Problems to solve:
1) From the text on New Zealand's Dementia Action Plan, copy the part that opens with the words containing "However, we could" and closes with "is provided here.".
2) According to the text on New Zealand's Dementia Action Plan, during what period was the draft Plan consulted on?
BEGIN Document text
Covid-19 has highlighted how much of a challenge dementia is for New Zealand. The number of people with dementia is growing fast and services are just not keeping up with the need. Indeed, after Covid-19 dementia will be one of the most significant issues facing our health system this century.
In response to the World Health Organization’s calls for action on dementia, many countries around the world are implementing dementia action plans. In light of this urgent need, the dementia sector has worked collaboratively to prepare a Dementia Action Plan for New Zealand.
We have sent the Dementia Action Plan to Ministers Clark and Salesa. This Plan is the culmination of effort from right across the sector. Our three organisations (the New Zealand Dementia Cooperative, Alzheimers New Zealand, and Dementia New Zealand), along with our wider Working Group, spent many months undertaking the formation, analysis, and consultation of this important document.
However, we could not have done it without the support of the dementia sector. Thanks are due to everyone who took the time to provide feedback on the draft Plan. The draft Plan was circulated widely and consulted on from November 2019 to January 2020. We had a combination of written correspondence, survey feedback, phone conversations, and face-to-face meetings, and we received information from over 300 individuals and groups.
The response was invaluable – and affirming. There was overwhelming support for having a Plan and for the vision, mission and action areas. We took the feedback on board, and the Plan improved as a result. A summary of the consultation response is provided here.
We expect Ministers will take some time to consider this, but we are confident that it will achieve our goal – to put a stake in the ground and a call to action from the sector for Government to follow-through on a commitment to dementia.
We know that there is a high level of goodwill and can-do attitude throughout the sector – and plenty of collaboration happening. We just need some political leadership now to bring everything together cohesively. And we can’t afford to wait too long. The very unfortunate reality is that Covid-19 has made life harder for people affected by dementia.
END Document text
BEGIN Given information
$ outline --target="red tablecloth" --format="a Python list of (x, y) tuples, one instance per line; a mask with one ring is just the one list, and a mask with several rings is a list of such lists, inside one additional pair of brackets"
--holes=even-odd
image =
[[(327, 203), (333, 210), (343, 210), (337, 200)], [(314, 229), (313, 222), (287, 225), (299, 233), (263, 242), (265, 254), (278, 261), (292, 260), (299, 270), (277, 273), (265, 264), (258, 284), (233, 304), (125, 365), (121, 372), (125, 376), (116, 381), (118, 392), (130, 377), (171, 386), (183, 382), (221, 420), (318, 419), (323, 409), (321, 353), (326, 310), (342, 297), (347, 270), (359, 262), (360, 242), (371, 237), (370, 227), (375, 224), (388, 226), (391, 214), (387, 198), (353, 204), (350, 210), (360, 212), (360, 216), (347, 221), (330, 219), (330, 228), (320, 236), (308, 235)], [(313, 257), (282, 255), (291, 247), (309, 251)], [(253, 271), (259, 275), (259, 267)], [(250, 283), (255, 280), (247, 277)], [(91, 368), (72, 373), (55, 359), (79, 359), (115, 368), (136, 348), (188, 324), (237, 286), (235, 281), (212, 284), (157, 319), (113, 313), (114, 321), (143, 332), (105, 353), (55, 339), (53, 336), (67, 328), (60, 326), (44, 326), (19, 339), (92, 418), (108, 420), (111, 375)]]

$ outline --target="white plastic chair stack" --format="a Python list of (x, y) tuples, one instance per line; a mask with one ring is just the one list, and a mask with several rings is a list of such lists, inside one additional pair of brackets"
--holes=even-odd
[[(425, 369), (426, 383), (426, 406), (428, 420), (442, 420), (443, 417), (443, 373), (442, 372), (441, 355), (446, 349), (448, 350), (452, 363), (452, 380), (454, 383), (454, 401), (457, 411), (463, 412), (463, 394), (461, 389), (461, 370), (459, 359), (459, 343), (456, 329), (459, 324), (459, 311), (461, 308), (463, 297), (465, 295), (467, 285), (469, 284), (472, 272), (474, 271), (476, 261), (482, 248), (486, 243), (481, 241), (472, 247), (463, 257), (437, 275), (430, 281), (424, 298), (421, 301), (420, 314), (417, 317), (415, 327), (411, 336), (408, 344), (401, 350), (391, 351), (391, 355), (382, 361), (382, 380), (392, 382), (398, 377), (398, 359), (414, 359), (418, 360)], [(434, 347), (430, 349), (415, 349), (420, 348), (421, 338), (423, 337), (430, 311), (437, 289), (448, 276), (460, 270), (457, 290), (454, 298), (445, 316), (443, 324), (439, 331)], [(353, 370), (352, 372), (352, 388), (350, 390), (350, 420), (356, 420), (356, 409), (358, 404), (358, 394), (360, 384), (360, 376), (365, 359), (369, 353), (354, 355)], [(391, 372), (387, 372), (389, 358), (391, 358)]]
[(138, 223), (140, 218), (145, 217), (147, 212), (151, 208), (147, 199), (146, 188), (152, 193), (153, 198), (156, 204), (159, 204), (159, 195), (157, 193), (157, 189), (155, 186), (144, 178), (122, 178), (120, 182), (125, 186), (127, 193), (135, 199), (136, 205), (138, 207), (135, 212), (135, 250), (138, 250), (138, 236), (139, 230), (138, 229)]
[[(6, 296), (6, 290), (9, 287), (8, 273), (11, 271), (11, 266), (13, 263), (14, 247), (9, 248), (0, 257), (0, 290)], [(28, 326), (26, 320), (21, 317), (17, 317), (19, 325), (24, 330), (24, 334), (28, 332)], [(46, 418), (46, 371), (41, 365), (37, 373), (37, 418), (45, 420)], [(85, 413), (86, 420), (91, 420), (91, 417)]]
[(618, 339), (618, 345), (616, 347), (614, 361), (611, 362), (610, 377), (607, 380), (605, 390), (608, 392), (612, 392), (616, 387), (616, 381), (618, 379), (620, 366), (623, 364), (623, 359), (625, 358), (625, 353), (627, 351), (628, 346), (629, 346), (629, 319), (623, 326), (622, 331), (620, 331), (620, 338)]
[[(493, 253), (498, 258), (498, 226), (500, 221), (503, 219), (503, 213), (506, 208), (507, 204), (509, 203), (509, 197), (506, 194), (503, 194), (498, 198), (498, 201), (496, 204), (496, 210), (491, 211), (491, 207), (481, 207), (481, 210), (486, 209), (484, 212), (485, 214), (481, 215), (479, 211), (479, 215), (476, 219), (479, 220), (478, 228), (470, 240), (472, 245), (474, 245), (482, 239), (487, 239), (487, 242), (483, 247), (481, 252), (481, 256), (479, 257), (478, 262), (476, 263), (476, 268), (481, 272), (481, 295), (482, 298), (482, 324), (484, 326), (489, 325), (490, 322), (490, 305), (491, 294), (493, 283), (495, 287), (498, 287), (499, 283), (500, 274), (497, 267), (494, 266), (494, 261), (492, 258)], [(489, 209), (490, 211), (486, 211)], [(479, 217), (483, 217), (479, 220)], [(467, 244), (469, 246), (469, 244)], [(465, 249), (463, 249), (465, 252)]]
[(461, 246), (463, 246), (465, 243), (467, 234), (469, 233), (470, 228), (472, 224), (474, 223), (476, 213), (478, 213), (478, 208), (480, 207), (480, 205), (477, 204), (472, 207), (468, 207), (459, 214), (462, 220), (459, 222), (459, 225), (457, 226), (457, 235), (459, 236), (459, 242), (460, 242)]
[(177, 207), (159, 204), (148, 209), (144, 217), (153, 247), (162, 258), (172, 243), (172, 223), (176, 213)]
END Given information
Answers:
1)
However, we could not have done it without the support of the dementia sector. Thanks are due to everyone who took the time to provide feedback on the draft Plan. The draft Plan was circulated widely and consulted on from November 2019 to January 2020. We had a combination of written correspondence, survey feedback, phone conversations, and face-to-face meetings, and we received information from over 300 individuals and groups.
The response was invaluable – and affirming. There was overwhelming support for having a Plan and for the vision, mission and action areas. We took the feedback on board, and the Plan improved as a result. A summary of the consultation response is provided here.

2) From November 2019 to January 2020.